▶ [Extracted text]
■ ■ ■ ■ ■

Top Fifty: 14-16

The closer I get to the top of my list, the more verbose I expect my text on each game to become. We’re closing on Lungfishopolis’s two year anniversary, and I can’t speak highly enough of each game listed here.

16- Okami (Clover Studio, Playstation 2, 2006)
Okami is squarely within the genre carved out by the Zelda games. It’s based on the Japanese story of how the sun goddess saved the world from darkness, and told via a beautiful cel-shaded landscape. You play the wolf goddess Ameratsu, guided by an insect-sized Poncle artist named Issun. Your first few missions involve healing trees and landscapes blighted by darkness while battling demons. As the story goes on, there are many cities, many dungeons, and many landscapes to be freed of the cursed darkness. Along the way, Ameratsu learns sacred brush techniques, which on the Wii version of the game can be executed through Wiimote gestures. The brush techniques can be used to solve puzzles, and can often also be used in battle.

Okami is the single best-looking Nintendo Wii game I’ve ever seen, and I’ve written an article about it entitled An Argument Against Photorealism. Cartoony games tend to age much better than games that attempt photorealism.

Okami was a very long game – perhaps longer than Zelda or even Final Fantasy 12. It’s hard to believe how much gameplay they can fit on a single DVD.

■ ■ ■ ■ ■

[A run of entries]
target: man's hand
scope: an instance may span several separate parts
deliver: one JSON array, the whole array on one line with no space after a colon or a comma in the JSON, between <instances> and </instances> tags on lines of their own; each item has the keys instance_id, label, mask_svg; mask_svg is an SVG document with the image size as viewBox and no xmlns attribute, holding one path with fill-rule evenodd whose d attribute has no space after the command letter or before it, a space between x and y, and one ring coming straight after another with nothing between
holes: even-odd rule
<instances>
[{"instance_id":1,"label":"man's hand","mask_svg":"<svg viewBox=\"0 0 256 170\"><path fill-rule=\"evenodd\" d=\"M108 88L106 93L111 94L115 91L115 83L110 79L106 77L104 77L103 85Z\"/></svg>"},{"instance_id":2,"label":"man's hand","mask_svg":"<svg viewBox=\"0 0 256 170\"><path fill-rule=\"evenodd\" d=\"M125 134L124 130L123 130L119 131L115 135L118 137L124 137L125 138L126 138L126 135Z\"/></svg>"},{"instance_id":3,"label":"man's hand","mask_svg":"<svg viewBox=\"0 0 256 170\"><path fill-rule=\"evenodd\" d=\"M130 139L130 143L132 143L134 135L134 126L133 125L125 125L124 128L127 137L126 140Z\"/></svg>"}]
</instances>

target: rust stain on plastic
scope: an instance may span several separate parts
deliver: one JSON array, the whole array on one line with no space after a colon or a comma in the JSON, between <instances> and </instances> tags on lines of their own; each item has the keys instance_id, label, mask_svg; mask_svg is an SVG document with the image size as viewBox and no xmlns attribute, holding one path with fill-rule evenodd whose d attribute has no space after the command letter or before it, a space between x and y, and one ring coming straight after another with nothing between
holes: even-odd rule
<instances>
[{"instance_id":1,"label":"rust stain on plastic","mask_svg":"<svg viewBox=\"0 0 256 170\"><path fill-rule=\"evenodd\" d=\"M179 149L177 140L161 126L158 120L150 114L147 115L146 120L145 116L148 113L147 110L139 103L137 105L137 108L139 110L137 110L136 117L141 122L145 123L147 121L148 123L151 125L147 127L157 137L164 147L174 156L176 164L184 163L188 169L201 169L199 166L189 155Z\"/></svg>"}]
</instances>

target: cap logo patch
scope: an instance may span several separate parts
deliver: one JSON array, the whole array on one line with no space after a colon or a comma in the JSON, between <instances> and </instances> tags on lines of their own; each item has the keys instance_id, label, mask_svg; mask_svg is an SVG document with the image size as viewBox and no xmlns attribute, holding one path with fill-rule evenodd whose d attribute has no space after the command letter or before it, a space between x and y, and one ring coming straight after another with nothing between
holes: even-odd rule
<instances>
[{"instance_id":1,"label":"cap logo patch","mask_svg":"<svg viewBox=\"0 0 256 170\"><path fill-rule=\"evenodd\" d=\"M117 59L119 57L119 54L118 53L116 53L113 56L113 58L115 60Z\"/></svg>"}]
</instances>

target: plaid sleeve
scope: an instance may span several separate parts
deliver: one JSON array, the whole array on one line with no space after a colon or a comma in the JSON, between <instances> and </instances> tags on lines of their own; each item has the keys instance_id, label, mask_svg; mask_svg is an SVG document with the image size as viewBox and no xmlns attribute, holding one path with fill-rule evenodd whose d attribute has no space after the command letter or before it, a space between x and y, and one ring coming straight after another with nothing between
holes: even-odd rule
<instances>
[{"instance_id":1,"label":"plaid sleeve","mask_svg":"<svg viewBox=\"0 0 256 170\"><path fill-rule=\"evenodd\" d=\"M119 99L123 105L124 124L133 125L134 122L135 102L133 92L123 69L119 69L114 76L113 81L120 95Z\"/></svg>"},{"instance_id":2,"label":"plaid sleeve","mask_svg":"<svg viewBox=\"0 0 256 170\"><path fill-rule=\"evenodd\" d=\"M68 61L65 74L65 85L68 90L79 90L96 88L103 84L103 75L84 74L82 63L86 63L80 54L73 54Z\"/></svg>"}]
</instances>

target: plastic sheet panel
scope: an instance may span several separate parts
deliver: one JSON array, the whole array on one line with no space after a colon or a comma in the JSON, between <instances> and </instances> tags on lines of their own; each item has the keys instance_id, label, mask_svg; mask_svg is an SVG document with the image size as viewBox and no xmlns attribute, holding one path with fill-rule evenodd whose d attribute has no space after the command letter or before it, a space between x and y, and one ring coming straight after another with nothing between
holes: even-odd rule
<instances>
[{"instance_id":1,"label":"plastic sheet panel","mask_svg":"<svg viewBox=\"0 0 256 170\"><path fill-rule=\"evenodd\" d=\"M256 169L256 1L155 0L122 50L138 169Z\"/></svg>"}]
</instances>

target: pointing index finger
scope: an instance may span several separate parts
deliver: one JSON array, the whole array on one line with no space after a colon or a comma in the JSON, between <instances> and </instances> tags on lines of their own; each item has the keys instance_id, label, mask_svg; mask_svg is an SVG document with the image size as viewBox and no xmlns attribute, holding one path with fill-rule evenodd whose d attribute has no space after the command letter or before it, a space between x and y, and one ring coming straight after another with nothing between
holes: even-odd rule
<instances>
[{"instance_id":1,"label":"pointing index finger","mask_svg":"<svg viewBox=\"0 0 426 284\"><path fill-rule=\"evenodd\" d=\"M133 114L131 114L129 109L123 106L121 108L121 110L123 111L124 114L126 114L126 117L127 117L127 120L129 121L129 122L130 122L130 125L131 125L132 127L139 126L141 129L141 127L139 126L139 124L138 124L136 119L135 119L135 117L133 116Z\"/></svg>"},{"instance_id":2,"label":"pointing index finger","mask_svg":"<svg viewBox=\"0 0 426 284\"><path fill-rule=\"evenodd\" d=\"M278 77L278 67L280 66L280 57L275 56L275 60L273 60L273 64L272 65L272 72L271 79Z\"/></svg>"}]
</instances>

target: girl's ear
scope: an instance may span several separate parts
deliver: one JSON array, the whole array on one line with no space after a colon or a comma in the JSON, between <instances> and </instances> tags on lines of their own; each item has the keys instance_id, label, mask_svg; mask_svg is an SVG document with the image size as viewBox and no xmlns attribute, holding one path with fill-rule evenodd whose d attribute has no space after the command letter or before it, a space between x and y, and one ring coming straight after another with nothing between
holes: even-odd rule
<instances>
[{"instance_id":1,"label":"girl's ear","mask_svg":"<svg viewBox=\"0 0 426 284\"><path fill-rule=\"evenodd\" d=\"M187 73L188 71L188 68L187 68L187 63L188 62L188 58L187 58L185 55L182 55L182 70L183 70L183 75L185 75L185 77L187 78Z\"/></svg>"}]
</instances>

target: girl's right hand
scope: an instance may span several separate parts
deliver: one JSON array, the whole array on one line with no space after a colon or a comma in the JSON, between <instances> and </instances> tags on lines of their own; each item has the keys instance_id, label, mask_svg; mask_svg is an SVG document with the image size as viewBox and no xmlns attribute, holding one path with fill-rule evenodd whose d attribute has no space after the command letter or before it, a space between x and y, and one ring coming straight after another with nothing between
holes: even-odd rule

■ ■ ■ ■ ■

▶ [Task instructions]
- a) Pull out every line of the entries that contains the word "girl", copying each line unchanged.
- b) Resume the Top Fifty game list piece, picking up right after its last sentence.

▶ [Exercise results]
- a)
target: girl's ear
[{"instance_id":1,"label":"girl's ear","mask_svg":"<svg viewBox=\"0 0 426 284\"><path fill-rule=\"evenodd\" d=\"M187 73L188 71L188 68L187 68L187 63L188 62L188 58L187 58L185 55L182 55L182 70L183 70L183 75L185 75L185 77L187 78Z\"/></svg>"}]
target: girl's right hand

- b)
15- Heavy Rain (Quantic Dream, Playstation 3, 2010)So far, Heavy Rain is my favorite game of 2010. The graphics were beautiful, the voice acting was excellent, and the soundtrack was so good that I often listen to it while writing code at work. But all these things, while they do add quite a bit to the game, are not what make Heavy Rain great.

Heavy Rain was a well-written murder mystery, and the fact that it was interactive made it better. It’s a big choose-your-own-path story where the choices are sometimes unintentional. The branches can come as a result of a conscious choice, as a penalty for a failed challenge (e.g. losing a fistfight or crashing your car) or because you simply didn’t react quickly enough. All these branches split and rejoin portions of the story to create a very complex piece of interactive fiction.

But my favorite part of Heavy Rain, at the risk of repeating myself, is the way it handles the permanence of consequences. It is impossible to get a Game Over screen in Heavy Rain before the final credits roll. You can fail challenges, characters can die, but the game does not end. The story goes on, and you witness the consequences. Quantic Dream’s use of this mechanic has many excellent results. First, you never find yourself dying, reloading, and replaying the same sequence over and over. Frustration from having had to do this has caused me to rage quit many games. Secondly, because your failures are immutable, you need to be certain to succeed the first time. Because the first time is the only time. This creates a lot of tension when you’re fighting for your life, because if you die the character is dead.

I can’t say enough good things about Heavy Rain. I love the game, and I find myself wanting to share that joy. Go out and buy it.

14- Street Fighter 2 (Capcom, Arcade, 1991)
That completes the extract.